■ WHAT TO WORK ON
Every entry should be reproduced precisely, with each picture left out.

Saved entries

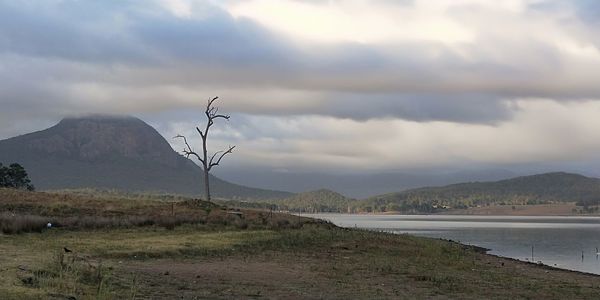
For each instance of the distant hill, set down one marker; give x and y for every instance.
(315, 201)
(536, 189)
(113, 152)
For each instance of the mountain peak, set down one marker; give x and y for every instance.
(114, 152)
(101, 137)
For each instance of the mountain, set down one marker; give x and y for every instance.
(535, 189)
(113, 152)
(315, 201)
(357, 185)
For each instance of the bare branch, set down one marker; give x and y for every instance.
(188, 150)
(200, 132)
(211, 101)
(223, 153)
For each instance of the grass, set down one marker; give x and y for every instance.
(258, 255)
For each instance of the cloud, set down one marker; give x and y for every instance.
(413, 82)
(308, 143)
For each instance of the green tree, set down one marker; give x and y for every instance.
(15, 176)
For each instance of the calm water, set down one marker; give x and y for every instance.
(556, 241)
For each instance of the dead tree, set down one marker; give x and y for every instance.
(212, 113)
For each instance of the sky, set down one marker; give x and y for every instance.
(328, 87)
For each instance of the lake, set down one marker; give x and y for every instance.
(564, 242)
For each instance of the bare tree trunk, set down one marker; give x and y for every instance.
(207, 164)
(206, 168)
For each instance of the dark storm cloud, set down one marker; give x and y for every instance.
(126, 56)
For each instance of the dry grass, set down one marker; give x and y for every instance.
(243, 254)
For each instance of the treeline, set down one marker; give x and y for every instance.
(531, 190)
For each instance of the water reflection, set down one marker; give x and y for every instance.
(565, 242)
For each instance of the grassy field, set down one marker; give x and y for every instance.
(147, 249)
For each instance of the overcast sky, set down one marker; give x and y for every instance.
(320, 86)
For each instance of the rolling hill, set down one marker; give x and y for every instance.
(536, 189)
(114, 152)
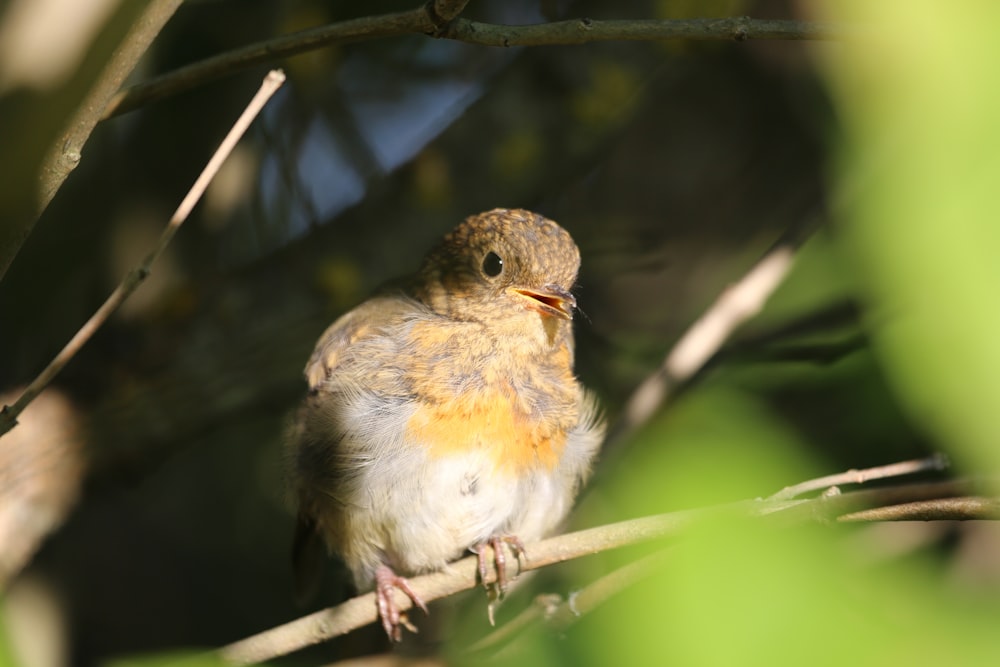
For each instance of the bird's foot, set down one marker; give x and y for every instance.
(500, 559)
(393, 620)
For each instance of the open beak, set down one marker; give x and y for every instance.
(550, 300)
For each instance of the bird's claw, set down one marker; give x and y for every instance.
(394, 620)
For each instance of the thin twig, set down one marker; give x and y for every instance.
(560, 613)
(64, 154)
(737, 304)
(937, 462)
(433, 20)
(462, 575)
(966, 508)
(135, 277)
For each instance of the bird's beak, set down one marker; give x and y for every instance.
(550, 300)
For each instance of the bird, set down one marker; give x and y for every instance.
(443, 414)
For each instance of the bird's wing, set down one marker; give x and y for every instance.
(368, 319)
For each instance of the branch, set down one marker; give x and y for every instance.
(737, 304)
(965, 508)
(462, 575)
(66, 151)
(135, 277)
(584, 31)
(58, 155)
(438, 20)
(937, 462)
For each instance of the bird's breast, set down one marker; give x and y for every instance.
(477, 393)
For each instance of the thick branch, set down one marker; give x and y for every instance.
(433, 20)
(462, 575)
(583, 31)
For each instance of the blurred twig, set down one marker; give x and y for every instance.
(462, 575)
(64, 153)
(936, 462)
(135, 277)
(703, 339)
(438, 19)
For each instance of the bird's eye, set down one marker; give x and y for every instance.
(492, 265)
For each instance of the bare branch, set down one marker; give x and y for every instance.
(937, 462)
(432, 19)
(966, 508)
(462, 575)
(135, 277)
(583, 31)
(269, 51)
(64, 154)
(703, 339)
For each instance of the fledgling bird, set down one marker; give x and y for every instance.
(443, 414)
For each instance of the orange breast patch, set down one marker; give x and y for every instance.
(488, 421)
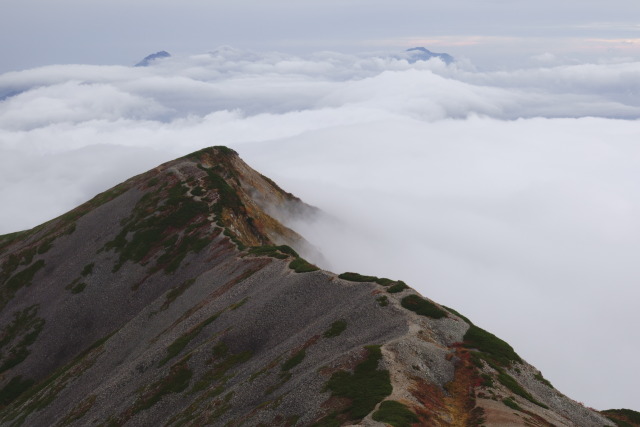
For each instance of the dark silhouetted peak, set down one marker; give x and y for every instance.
(148, 60)
(423, 54)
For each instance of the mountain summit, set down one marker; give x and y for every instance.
(149, 59)
(179, 298)
(416, 54)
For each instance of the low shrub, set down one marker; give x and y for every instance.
(300, 265)
(364, 388)
(486, 342)
(422, 307)
(511, 403)
(395, 413)
(398, 287)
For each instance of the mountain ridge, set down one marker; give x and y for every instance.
(178, 287)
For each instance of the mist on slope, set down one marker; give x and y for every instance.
(509, 195)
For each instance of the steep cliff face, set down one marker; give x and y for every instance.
(178, 298)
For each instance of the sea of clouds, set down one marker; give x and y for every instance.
(510, 195)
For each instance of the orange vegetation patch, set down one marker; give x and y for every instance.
(456, 404)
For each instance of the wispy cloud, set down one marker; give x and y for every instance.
(494, 192)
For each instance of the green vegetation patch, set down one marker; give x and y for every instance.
(383, 301)
(79, 410)
(24, 277)
(336, 328)
(356, 277)
(280, 252)
(422, 307)
(180, 343)
(299, 265)
(294, 360)
(365, 387)
(486, 342)
(17, 336)
(171, 224)
(395, 413)
(46, 245)
(543, 380)
(511, 403)
(451, 310)
(510, 382)
(398, 287)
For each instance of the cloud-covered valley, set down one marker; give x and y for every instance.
(509, 195)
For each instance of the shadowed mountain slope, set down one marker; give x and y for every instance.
(177, 298)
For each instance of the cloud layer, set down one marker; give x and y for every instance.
(507, 195)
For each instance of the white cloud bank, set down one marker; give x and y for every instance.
(511, 196)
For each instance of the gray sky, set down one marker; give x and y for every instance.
(503, 185)
(491, 33)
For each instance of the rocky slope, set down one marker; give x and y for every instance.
(177, 298)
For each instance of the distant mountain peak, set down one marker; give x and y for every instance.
(420, 53)
(151, 58)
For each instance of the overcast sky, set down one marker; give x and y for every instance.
(492, 33)
(503, 185)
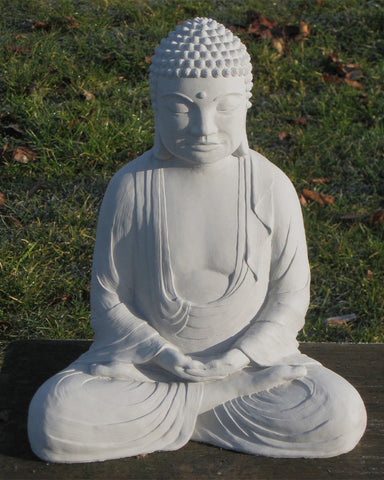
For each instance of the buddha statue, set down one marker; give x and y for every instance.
(200, 284)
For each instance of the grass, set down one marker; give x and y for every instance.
(48, 220)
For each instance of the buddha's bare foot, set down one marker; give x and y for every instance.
(248, 382)
(254, 382)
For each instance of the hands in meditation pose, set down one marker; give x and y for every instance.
(200, 285)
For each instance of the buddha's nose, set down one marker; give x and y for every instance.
(203, 123)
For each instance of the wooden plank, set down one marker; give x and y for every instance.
(28, 363)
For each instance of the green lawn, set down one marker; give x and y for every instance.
(74, 90)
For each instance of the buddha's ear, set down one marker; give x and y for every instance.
(159, 150)
(242, 149)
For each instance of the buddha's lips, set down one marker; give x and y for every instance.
(204, 146)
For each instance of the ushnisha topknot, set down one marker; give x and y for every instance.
(200, 48)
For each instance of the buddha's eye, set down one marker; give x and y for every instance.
(229, 103)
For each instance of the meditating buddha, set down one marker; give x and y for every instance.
(200, 285)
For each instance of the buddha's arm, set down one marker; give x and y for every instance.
(272, 335)
(121, 336)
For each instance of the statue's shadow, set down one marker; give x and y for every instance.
(26, 365)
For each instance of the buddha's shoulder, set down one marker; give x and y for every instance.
(126, 175)
(270, 177)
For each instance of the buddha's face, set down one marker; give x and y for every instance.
(201, 120)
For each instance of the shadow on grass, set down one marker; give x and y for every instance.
(26, 365)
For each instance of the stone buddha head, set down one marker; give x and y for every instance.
(200, 80)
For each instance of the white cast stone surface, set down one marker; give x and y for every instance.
(200, 285)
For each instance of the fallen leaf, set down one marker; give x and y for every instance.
(340, 320)
(298, 121)
(41, 25)
(322, 180)
(278, 44)
(13, 130)
(345, 73)
(7, 117)
(377, 217)
(259, 27)
(327, 78)
(34, 189)
(320, 198)
(88, 95)
(303, 201)
(16, 50)
(9, 219)
(353, 83)
(71, 21)
(6, 148)
(292, 32)
(284, 136)
(305, 30)
(353, 216)
(23, 154)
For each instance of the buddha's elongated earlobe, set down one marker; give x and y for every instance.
(161, 153)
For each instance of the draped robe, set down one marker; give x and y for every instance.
(82, 415)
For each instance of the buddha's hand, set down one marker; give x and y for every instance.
(180, 365)
(226, 364)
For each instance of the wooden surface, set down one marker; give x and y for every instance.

■ EXERCISE RESPONSE
For each instance of the distant hill, set down one marker; give x and y for every instance.
(315, 201)
(536, 189)
(113, 152)
For each instance of the mountain peak, set down one marker; give x and y for every instance.
(114, 152)
(101, 137)
For each instance of the mountain, set down one marker; give x and y for every instance.
(535, 189)
(113, 152)
(315, 201)
(357, 185)
For each instance of the bare branch, set down one marker; give x and y for every instance.
(188, 150)
(200, 132)
(211, 101)
(223, 153)
For each instance of the grass, set down one marker; give x and y for every instance.
(258, 255)
For each instance of the cloud, set down one marker; give x and y for every instance.
(413, 82)
(308, 143)
For each instance of the green tree, set down one marker; give x and y for every instance.
(15, 176)
For each instance of the calm water, set down one marker; give x and y for every instance.
(556, 241)
For each instance of the dead tree, set down one marker; give x and y for every instance.
(212, 113)
For each instance of the sky, set down one marker; give x and y for every instance.
(328, 87)
For each instance of the lake, set down one marker; give x and y for every instance.
(564, 242)
For each instance of the bare tree trunk, set down one marker; give x and y for every instance.
(207, 164)
(206, 168)
For each instance of the dark storm cloud, set down one marker; give x and y for every instance.
(126, 56)
For each instance of the dry grass, set down one marker; give x and y for every instance.
(243, 254)
For each instance of the treeline, set down one marker; give x and y for every instance.
(531, 190)
For each instance of the water reflection, set down one marker; give x and y for every instance.
(565, 242)
For each instance of the grassy field, set down one marker; give x and y for every instance.
(147, 249)
For each instance of the overcast sky, set down one marker; give x and y for every instance.
(320, 86)
For each instance of the rolling hill, set down one marker; give x and y for every instance.
(536, 189)
(114, 152)
For each instance of the bird's foot, set down one marker; give x and y for every instance.
(500, 559)
(393, 620)
For each instance of the open beak, set down one marker; give x and y for every instance.
(550, 300)
For each instance of the bird's claw, set down one marker; give x and y for every instance.
(394, 620)
For each instance of the thin twig, set down one marker; give x and y for every instance.
(560, 613)
(64, 154)
(737, 304)
(937, 462)
(433, 20)
(462, 575)
(966, 508)
(135, 277)
For each instance of the bird's beak, set down one marker; give x and y for every instance.
(550, 300)
For each instance of the bird, set down one marker; give x and y for every instance.
(443, 414)
For each instance of the bird's wing, set down one marker; give x and y for every instance.
(368, 319)
For each instance of the branch, set down one marker; give x and y for every instance.
(737, 304)
(965, 508)
(462, 575)
(66, 151)
(135, 277)
(584, 31)
(58, 155)
(438, 20)
(937, 462)
For each instance of the bird's breast, set down one marker; give x and y for every instance.
(477, 393)
For each instance of the thick branch, set down one marker; give x and y for every instance.
(433, 20)
(462, 575)
(583, 31)
For each instance of the blurred twig, set down one marker; give x and y for every instance.
(462, 575)
(64, 153)
(936, 462)
(135, 277)
(703, 339)
(438, 19)
For each instance of the bird's eye, set down one marker; give x and y for every instance.
(492, 265)
For each instance of the bare branch, set down one marker; give x and y for every instance.
(937, 462)
(432, 19)
(966, 508)
(462, 575)
(135, 277)
(583, 31)
(269, 51)
(64, 154)
(703, 339)
For each instance of the fledgling bird, set down one marker; give x and y for every instance.
(443, 414)
For each instance of the orange breast patch, set down one marker; give x and y for every instance.
(488, 421)
For each instance of the dark silhouetted peak, set down one marker; give x and y for every instance.
(148, 60)
(423, 54)
For each instance of the mountain summit, set down one marker; give x and y for every instance.
(149, 59)
(179, 298)
(416, 54)
For each instance of the low shrub, set down one marker; give x and y for every instance.
(300, 265)
(364, 388)
(486, 342)
(422, 307)
(511, 403)
(395, 413)
(398, 287)
For each instance of the mountain ridge, set down one marker; give x and y for every instance.
(178, 287)
For each instance of the mist on slope, set down one marker; give x and y for every instance.
(509, 195)
For each instance of the steep cliff face, set down one marker; give x and y for every instance.
(178, 298)
For each instance of the sea of clouds, set down one marker; give x and y for every instance.
(510, 195)
For each instance of the orange vegetation patch, set down one marker; give x and y for every instance.
(456, 404)
For each instance of the wispy cloud, set down one marker; give x and y for every instance.
(494, 192)
For each instance of the green vegetation patch, set down one marker; give x and y for every instance.
(383, 301)
(79, 410)
(24, 277)
(336, 328)
(356, 277)
(280, 252)
(422, 307)
(180, 343)
(299, 265)
(294, 360)
(365, 387)
(486, 342)
(17, 336)
(171, 224)
(395, 413)
(46, 245)
(543, 380)
(511, 403)
(451, 310)
(510, 382)
(398, 287)
For each instance of the cloud-covered valley, set down one marker; give x and y for every instance.
(509, 195)
For each instance of the shadowed mountain slope, set down one marker; give x and y for every instance.
(177, 298)
For each instance of the cloud layer, set down one marker; give x and y for every instance.
(507, 195)
For each instance of the white cloud bank, set down one marker; give x and y for every instance.
(511, 196)
For each instance of the gray sky, set down one marker; give x and y for every instance.
(503, 185)
(491, 33)
For each instance of the rocky slope, set down one marker; give x and y for every instance.
(177, 298)
For each instance of the distant mountain peak, set down one marker; give x and y for every instance.
(420, 53)
(151, 58)
For each instance of the overcast sky, set down one marker; give x and y for every instance.
(492, 33)
(503, 185)
For each instance of the buddha statue, set down one marker; give x and y for every instance.
(200, 284)
For each instance of the grass, set down one marker; give x and y for every instance.
(48, 220)
For each instance of the buddha's bare foot, set down one marker; give x and y for every instance.
(248, 382)
(254, 382)
For each instance of the hands in meditation pose, set down one marker; give x and y for every instance.
(200, 285)
For each instance of the buddha's nose, set down one marker; give x and y for every instance.
(203, 123)
For each instance of the wooden plank, set down one marker; give x and y for every instance.
(28, 363)
For each instance of the green lawn, set down one marker; give x and y for every instance.
(74, 90)
For each instance of the buddha's ear, set down one marker; give x and y for every instance.
(159, 150)
(242, 149)
For each instance of the buddha's lips, set down one marker; give x and y for every instance.
(204, 146)
For each instance of the ushnisha topknot, set down one marker; give x and y for every instance.
(200, 48)
For each instance of the buddha's eye, set down one marker; give x and y for every instance.
(229, 103)
For each instance of the meditating buddha, set down one marker; give x and y for every instance.
(200, 285)
For each instance of the buddha's arm, set down one marker; give x and y for every instance.
(272, 335)
(121, 336)
For each instance of the statue's shadow, set down one marker; give x and y for every instance.
(26, 365)
For each instance of the buddha's shoulder, set down one marker; give x and y for every instance.
(126, 175)
(270, 177)
For each instance of the buddha's face, set down one marker; give x and y for every instance.
(201, 120)
For each instance of the shadow on grass, set down one marker; give x and y for every instance.
(26, 365)
For each instance of the stone buddha head, set down one marker; give x and y for every instance.
(200, 80)
For each instance of the white cast stone surface, set down one marker; give x and y for every instance.
(200, 285)
For each instance of the fallen leaf, set down one marker; give x and y for every instance.
(340, 320)
(298, 121)
(41, 25)
(322, 180)
(278, 44)
(13, 130)
(345, 73)
(7, 117)
(377, 217)
(259, 27)
(327, 78)
(34, 189)
(320, 198)
(88, 95)
(303, 201)
(16, 50)
(9, 219)
(353, 83)
(71, 21)
(6, 148)
(292, 32)
(284, 136)
(305, 30)
(353, 216)
(23, 154)
For each instance of the buddha's elongated earlobe, set down one marker; give x and y for every instance.
(161, 153)
For each instance of the draped robe, set down one marker; give x and y for every instance.
(82, 415)
For each instance of the buddha's hand, set down one marker; give x and y for every instance.
(180, 365)
(226, 364)
For each instance of the wooden surface, set down one marker; give x and y for every instance.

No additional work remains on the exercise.